- _Stated task_
Convert all the entries below into a JSON list of strings, with one string for each line and no blank lines.

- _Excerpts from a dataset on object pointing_
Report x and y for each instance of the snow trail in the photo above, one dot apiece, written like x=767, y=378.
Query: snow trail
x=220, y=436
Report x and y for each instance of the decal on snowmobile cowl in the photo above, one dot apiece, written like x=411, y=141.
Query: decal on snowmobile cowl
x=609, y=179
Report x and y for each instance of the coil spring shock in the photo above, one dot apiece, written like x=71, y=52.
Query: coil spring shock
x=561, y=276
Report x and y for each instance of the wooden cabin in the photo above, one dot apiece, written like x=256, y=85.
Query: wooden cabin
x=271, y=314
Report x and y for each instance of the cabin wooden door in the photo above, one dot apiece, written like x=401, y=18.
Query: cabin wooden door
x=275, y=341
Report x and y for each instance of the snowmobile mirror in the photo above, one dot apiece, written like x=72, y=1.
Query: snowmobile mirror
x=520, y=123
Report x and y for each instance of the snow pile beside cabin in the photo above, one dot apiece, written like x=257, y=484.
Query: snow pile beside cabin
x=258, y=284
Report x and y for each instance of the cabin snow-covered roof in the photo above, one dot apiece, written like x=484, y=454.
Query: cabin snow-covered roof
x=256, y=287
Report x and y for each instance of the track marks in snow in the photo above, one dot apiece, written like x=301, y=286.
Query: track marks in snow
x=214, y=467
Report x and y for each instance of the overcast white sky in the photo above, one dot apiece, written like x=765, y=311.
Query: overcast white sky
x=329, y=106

- _Right answer_
[
  "Report x and y for each instance of the snow trail in the photo above, one dot apiece, written like x=767, y=378.",
  "Query: snow trail",
  "x=220, y=436",
  "Report x and y for each instance of the decal on snowmobile cowl in the photo above, one dot apiece, written like x=411, y=141.",
  "Query: decal on snowmobile cowl",
  "x=609, y=179",
  "Report x and y for each instance of the coil spring shock in the photo above, one dot apiece, written like x=71, y=52.",
  "Query: coil spring shock",
  "x=561, y=276",
  "Report x and y for each instance of the wooden cabin in the photo above, one dot apiece, written like x=256, y=85.",
  "Query: wooden cabin",
  "x=271, y=314",
  "Report x and y for each instance of the cabin wooden door in the photo above, one dot apiece, written like x=401, y=18.",
  "Query: cabin wooden door",
  "x=275, y=341",
  "Report x and y for each instance of the snowmobile mirror in the photo above, one dot apiece, written like x=72, y=1.",
  "Query: snowmobile mirror",
  "x=520, y=123",
  "Report x and y for each instance of the snow pile beside cabin in the photo above, one dot apiece, written like x=257, y=484.",
  "Query: snow pile beside cabin",
  "x=258, y=284",
  "Report x and y for each instance of the cabin snow-covered roof in the photo above, one dot apiece, written like x=484, y=454.",
  "Query: cabin snow-covered roof",
  "x=256, y=287",
  "Report x and y for each instance of the track marks in snow in the photo above, one dot apiece, written like x=301, y=286.",
  "Query: track marks in snow",
  "x=214, y=467",
  "Report x and y for each instance of the overcast white sky in the photo above, one dot apiece, written like x=765, y=311.",
  "Query: overcast white sky",
  "x=329, y=106"
]